DIRECTIVE 1: Count the lines in the listing below that contain the string "gray", treating uppercase and lowercase as different. Reply with the number alone.

Scripture readings: Acts 8:26-40; Ps. 22:25-31;
1 John 4:7-21; John 15:1-8

Sermon by Cathy Deddo 
(from John 15:1-11)

On Being Branches

Introduction

What is the heart of the Christian life? That important question is answered in our Gospel reading today in John chapter 15, where Jesus is teaching his disciples concerning the vine and branches.

(public domain via Wikimedia Commons)

Having left the Last Supper in the Upper Room in Jerusalem, Jesus and his disciples are on their way to the Garden of Gethsemane. As they walk and talk, Jesus is preparing his followers for his death, which will occur tomorrow, Good Friday. The disciples had come to know and love Jesus as they lived with him, listened to him and watched him work. But what would happen when Jesus was no longer with them bodily?

Earlier that evening in the Upper Room, Jesus had talked about leaving his disciples, reassuring them that his departure would result in them having a deeper, more intimate relationship with him through the Holy Spirit. Now Jesus tells them more about that relationship using the image of branches attached to a vine. Understanding that image was important for those disciples. It’s also important for us today.

Abiding: the essence of the Christian life

The image of the vine and branches points to the reality that the relationship that Jesus (the vine) has with his followers (the branches), and thus with the church, is of a particular kind. First, it’s not symmetrical. Jesus is its Source—he gives the relationship to us. Second, it’s not static—we don’t share in the relationship passively. It is a real, reciprocal giving and receiving. Third, the relationship is not automatic, which is why Jesus commands his disciples—he commands the church—to abide in him. As they do, they will grow in that relationship, coming to enjoy, trust and love Jesus at progressively deeper levels.

When I consider how strongly Jesus emphasizes the need for his disciples to abide in him, I realize that he is revealing the essence of the Christian life, which is our active, deliberate and continual participation in our union and communion with Jesus, by the Spirit. All that we think, say and do—all our programs, relationships and plans are to be rooted in and come out of that relationship. Our abiding in Jesus means living as the branches that he has made us. It means participating in Jesus’ life and love as we are addressed and transformed by the Spirit as he works actively within us, Jesus’ friends.

“Friends” by Liz Lemon Swindle (used with permission)

But what does abiding in Jesus look like on a day-to-day basis? How do we as members of the church, the body of Christ, live as branches in the true vine? Let’s look at three aspects of that abiding: 1) knowing, 2) trusting, and 3) obeying. Though we’ll look at each separately, remember they are interconnected aspects of one relationship.

1. We abide by knowing

To abide in Jesus means to continually seek to know him personally. It’s not the same as merely knowing things about him. Think of your spouse or another very close friend. Knowing them involves real, ongoing interaction: doing things together, being together in different situations, conversing, giving and receiving. It’s far more than merely knowing facts about them. It means spending time with them, which leads to even deeper knowing.

DIRECTIVE 2: Continue the sermon on the vine and branches from the point where it stops.

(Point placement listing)

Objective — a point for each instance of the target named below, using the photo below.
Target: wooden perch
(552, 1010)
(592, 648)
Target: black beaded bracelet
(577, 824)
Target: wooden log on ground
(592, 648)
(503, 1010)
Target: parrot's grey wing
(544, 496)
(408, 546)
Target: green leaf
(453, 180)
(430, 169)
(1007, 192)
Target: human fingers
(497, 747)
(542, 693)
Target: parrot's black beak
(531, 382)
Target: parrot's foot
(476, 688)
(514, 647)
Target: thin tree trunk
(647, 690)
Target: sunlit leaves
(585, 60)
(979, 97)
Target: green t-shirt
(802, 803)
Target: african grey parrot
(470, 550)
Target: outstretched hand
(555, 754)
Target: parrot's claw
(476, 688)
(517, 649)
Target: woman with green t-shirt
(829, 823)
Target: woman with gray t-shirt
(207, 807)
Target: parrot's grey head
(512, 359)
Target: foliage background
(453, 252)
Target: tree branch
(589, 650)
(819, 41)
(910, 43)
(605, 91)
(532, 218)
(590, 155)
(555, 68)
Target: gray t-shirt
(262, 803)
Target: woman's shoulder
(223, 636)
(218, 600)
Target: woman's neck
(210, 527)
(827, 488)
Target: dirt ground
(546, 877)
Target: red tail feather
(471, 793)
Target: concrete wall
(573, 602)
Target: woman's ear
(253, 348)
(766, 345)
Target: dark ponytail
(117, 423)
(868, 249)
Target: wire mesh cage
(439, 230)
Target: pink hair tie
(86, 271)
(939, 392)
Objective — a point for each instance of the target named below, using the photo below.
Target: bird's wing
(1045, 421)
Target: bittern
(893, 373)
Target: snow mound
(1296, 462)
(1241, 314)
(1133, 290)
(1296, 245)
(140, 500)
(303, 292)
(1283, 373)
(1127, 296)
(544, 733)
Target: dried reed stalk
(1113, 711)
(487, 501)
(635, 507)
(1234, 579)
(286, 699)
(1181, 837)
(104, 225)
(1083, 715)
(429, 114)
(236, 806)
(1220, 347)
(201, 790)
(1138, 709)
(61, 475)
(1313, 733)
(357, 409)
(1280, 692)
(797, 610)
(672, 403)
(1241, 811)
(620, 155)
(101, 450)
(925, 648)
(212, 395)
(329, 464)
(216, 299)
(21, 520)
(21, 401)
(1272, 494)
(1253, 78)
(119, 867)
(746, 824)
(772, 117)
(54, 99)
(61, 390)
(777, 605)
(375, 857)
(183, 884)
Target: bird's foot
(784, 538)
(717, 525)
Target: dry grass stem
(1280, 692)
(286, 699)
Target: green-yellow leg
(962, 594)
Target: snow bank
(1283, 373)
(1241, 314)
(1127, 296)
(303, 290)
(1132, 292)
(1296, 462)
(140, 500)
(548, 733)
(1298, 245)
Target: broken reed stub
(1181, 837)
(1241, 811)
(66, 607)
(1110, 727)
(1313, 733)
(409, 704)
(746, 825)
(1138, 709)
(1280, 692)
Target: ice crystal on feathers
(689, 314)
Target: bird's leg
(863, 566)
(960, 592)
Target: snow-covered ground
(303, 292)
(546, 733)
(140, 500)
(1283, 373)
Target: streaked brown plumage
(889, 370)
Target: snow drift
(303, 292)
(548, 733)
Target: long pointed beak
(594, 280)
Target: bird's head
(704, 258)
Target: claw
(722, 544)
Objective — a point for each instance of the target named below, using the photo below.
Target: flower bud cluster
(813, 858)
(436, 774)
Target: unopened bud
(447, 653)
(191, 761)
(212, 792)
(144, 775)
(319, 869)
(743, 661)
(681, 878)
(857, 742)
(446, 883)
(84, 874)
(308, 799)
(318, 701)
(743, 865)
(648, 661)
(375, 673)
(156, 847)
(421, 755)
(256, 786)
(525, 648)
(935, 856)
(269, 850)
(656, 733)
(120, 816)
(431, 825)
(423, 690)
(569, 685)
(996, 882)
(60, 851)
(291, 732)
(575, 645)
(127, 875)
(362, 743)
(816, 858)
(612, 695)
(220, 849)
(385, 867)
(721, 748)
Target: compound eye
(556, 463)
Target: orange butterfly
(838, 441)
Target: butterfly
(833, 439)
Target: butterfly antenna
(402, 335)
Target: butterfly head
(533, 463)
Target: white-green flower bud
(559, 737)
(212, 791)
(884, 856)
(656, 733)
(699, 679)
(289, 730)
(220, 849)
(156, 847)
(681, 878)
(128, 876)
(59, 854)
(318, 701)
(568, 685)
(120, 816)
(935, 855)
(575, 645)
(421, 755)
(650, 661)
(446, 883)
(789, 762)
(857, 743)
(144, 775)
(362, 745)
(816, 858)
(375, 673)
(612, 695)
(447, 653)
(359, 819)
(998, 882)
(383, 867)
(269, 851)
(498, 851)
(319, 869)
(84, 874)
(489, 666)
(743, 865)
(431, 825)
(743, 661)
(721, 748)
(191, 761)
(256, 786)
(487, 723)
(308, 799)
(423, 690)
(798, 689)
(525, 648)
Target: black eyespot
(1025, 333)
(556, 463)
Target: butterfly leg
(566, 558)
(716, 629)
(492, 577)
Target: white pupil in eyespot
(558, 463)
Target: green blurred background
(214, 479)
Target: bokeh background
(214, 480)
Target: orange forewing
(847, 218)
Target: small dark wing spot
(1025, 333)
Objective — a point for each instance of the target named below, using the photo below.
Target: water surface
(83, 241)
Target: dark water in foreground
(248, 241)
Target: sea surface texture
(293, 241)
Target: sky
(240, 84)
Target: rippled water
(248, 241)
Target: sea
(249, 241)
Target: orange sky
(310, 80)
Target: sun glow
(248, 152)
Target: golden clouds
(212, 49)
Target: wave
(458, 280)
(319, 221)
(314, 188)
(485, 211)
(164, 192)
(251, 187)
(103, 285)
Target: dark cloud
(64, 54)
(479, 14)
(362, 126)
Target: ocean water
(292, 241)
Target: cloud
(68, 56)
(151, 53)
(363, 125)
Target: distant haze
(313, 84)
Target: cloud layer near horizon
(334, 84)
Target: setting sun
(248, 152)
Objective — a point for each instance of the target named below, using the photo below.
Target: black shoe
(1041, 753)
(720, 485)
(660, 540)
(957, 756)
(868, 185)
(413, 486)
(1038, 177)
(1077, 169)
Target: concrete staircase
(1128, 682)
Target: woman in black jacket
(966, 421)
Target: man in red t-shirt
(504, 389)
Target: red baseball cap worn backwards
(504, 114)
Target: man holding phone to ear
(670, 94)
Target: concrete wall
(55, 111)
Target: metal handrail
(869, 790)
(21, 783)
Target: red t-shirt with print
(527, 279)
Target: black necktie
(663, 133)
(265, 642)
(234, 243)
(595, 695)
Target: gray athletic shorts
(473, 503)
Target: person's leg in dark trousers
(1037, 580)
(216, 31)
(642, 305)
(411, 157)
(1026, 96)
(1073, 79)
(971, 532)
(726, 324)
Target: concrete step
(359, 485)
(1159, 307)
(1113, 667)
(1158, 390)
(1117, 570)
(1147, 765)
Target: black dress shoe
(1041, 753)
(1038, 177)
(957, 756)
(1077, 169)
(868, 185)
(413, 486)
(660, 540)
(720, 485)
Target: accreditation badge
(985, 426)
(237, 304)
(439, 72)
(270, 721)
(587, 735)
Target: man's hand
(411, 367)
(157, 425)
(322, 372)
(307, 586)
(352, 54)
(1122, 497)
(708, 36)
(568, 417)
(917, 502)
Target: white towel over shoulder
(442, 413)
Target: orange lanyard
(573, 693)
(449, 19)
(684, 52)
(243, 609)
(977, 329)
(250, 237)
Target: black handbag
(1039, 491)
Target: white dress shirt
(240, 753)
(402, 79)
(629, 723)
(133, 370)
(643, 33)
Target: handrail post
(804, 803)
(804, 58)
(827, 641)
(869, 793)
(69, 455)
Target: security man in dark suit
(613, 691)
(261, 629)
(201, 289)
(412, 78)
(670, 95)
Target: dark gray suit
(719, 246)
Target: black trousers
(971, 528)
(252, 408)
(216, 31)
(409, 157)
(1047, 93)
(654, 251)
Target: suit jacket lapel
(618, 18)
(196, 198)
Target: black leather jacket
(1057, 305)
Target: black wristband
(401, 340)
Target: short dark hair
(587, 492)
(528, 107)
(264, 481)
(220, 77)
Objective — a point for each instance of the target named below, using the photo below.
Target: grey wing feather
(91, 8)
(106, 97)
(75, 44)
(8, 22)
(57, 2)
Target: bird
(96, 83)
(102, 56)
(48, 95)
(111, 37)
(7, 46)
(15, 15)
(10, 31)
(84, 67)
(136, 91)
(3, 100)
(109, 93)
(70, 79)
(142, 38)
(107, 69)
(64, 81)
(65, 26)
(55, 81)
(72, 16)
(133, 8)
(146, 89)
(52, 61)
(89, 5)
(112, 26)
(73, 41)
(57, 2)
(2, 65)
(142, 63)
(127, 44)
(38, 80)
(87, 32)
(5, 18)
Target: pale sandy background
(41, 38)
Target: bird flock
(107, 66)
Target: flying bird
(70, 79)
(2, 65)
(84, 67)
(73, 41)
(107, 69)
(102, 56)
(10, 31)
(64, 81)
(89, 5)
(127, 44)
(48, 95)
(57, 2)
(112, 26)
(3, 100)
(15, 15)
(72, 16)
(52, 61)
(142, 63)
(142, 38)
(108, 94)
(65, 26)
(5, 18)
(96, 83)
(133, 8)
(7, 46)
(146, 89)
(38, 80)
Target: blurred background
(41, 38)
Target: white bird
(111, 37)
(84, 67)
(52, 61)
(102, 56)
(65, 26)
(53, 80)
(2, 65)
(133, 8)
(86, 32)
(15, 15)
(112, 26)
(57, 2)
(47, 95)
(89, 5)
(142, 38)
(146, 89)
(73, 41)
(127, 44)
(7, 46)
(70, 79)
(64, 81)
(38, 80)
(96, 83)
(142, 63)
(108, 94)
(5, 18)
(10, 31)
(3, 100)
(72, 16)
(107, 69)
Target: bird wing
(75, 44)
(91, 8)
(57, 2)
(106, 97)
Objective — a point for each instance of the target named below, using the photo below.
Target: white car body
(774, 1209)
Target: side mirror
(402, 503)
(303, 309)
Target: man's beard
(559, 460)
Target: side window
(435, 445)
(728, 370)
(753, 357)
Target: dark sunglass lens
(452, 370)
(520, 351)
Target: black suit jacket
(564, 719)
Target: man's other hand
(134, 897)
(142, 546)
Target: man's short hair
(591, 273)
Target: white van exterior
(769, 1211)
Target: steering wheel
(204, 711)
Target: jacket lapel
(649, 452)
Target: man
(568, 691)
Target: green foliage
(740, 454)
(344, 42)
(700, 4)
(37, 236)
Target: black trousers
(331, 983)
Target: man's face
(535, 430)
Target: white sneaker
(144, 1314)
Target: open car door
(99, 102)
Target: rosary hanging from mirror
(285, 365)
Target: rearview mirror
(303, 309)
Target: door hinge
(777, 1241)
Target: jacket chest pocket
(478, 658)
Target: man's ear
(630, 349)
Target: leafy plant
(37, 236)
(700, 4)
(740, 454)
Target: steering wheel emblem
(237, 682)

WRITTEN RESPONSE 1: 4

WRITTEN RESPONSE 2:
Many years ago, I was talking with a young man who found the Christian life rather boring. As I was thinking about how to proceed in our conversation, I felt inspired to ask, “What do you love about Jesus?” After a moment’s thought, he replied, “Well, he died for my sins…” I said, “Yes, but what about his person do you love? What about the way he deals with others, what he is passionate about, the words he says to you?”  He had nothing else to say and I realized that it’s hard to love someone you really don’t know. It’s in a real, growing relationship of knowing that we come to love another person.

Knowing Jesus involves coming to see and perceive who he is and what he is up to—seeking to hear clearly what he is saying to us by his Spirit. Doing so takes effort, just as it takes effort to hear our friends clearly, instead of failing to listen, thinking we already know what they are about to say. Have you ever had that happen in an interaction with someone? You suddenly realize that you’re not getting their point because you haven’t been really listening? And when you finally do listen, you’re surprised at their actual point. Coming to really know someone tends to involve a certain type of repentance—setting aside our preconceived notions so we can listen more carefully to what is actually being said.

So how do we come to know Jesus? By learning about him, learning of his character and purposes, seeing who he is in relationship to his Father and the Spirit. We come to know him by meeting him and hearing from him in his written word and in prayer. It’s wonderful to know that God is a speaking God who blesses us with sustaining, life-giving, joy-filled relationship with him, and that we can actually grow in that relationship—knowing and loving him more deeply.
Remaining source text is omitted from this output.